Aurélie Crisetig is a photographer, curator, and art historian based in London. Her work focuses on documenting space, particularly empty urban environments. She captures deserted streets and transitional landscapes where absence suggests human presence. Working with both film and digital photography, she examines the relationship between memory and its visual representation in an era shaped by digital imagery. Her interest in memorabilia extends this exploration to the objects and traces that connect personal and collective histories. By bringing together space, absence, and material memory, her practice reflects on time, perception, and the narratives embedded within the urban environment.

- OBJECTIVES:
a – In the profile of Aurélie Crisetig, which two forms of photography does she work with?
b – Extend the profile of Aurélie Crisetig by a few sentences, picking up after its final sentence.

(Point annotation dataset entries)
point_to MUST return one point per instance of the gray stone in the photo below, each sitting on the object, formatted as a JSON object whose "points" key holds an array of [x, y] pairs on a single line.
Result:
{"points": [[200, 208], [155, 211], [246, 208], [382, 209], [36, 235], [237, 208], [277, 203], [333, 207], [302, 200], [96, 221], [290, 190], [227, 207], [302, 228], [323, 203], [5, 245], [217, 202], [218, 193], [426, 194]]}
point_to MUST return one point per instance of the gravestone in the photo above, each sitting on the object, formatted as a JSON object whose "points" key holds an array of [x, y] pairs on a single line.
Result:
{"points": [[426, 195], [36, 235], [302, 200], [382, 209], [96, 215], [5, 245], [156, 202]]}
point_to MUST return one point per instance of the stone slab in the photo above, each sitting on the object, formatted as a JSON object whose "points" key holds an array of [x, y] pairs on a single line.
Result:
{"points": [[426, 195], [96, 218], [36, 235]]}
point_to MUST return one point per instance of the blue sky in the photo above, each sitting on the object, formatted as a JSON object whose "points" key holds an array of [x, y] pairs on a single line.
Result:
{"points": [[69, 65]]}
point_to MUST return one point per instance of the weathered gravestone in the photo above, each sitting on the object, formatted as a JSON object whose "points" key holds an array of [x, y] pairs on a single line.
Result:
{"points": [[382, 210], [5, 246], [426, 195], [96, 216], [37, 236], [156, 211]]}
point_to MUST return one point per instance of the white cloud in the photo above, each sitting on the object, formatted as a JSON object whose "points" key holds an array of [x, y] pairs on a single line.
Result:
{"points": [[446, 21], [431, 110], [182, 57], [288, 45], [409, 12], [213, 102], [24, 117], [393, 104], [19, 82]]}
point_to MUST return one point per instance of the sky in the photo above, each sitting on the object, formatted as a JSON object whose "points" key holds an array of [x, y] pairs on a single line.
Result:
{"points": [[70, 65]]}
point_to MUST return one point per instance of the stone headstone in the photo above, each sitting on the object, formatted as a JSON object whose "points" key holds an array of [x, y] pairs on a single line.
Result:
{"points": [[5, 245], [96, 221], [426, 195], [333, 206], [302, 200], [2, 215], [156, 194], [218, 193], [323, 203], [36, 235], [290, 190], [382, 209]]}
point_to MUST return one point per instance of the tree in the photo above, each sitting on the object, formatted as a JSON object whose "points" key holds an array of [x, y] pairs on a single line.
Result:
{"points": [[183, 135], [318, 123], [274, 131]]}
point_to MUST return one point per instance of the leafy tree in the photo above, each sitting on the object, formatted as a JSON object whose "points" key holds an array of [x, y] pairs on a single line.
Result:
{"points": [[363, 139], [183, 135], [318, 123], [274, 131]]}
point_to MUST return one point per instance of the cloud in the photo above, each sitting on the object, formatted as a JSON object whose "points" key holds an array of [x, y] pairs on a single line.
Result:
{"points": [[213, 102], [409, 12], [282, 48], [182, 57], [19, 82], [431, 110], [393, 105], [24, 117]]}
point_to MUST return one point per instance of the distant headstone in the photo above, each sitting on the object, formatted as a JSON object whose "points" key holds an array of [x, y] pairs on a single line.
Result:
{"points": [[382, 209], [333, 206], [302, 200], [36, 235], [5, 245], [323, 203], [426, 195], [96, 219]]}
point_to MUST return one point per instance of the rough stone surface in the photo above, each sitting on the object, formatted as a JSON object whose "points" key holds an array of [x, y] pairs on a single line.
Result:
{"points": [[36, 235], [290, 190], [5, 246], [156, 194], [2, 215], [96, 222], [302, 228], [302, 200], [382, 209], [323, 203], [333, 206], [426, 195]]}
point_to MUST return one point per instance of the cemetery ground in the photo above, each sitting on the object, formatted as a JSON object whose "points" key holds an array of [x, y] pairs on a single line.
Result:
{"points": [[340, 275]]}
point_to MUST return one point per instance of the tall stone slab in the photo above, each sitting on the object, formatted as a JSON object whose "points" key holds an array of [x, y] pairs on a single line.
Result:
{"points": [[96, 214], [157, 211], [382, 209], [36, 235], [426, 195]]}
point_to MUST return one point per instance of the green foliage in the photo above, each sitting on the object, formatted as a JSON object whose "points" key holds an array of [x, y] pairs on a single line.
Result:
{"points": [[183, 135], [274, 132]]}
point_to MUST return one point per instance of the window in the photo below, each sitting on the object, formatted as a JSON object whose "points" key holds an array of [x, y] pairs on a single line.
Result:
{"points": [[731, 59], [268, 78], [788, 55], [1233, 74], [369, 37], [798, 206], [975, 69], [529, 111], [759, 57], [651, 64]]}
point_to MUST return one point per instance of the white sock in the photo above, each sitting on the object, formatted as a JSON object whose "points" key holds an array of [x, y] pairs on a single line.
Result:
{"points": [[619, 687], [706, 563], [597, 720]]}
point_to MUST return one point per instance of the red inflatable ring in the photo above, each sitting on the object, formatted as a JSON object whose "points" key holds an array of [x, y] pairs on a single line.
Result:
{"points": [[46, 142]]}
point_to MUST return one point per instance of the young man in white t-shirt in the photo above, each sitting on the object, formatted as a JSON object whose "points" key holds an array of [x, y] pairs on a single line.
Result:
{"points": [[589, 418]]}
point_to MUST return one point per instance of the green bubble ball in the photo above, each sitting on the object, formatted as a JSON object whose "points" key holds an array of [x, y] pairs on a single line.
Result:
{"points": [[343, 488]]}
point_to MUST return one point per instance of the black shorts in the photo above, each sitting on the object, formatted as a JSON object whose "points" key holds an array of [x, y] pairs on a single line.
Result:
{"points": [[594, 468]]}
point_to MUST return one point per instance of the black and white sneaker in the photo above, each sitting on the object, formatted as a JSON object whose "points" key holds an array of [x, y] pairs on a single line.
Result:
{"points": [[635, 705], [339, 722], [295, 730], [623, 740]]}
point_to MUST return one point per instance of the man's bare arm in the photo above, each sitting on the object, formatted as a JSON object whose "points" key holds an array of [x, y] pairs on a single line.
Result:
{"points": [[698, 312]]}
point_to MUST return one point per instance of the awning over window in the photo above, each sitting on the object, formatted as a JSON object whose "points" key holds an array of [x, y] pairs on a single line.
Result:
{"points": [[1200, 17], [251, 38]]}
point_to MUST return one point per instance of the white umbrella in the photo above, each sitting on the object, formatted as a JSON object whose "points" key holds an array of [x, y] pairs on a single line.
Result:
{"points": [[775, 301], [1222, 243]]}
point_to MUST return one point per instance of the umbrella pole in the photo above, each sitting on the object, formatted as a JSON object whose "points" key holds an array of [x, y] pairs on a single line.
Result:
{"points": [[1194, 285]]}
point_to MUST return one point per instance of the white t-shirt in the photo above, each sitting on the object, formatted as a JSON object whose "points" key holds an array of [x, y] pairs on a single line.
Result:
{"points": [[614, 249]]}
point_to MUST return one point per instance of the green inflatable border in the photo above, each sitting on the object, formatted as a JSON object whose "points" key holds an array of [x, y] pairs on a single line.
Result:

- ANSWER SET:
a – Film and digital photography.

b –
‘(dis)locations’ examines the transformation of natural environments through the lens of digital topography. By collecting and merging multiple satellite renderings captured over time, each image constructs an unstable landscape where seasons, climates, and geographies collapse into one another. These fragmented views reveal an alternate reality, one shaped by both technological mediation and environmental disruption. Emerging from glitches and distortions in digital mapping systems, the series exposes the tension between human perception and machine vision, between documentation and manipulation. The traces left by these digital processes echo the marks of human intervention on the planet itself. In ‘(dis)locations’, the landscape becomes both subject and evidence, a terrain of loss and transformation that reflects the accelerating impact of global warming. Through this convergence of art, technology, and ecology, the work questions how we see, archive, and reconstruct the natural world in an era defined by environmental instability.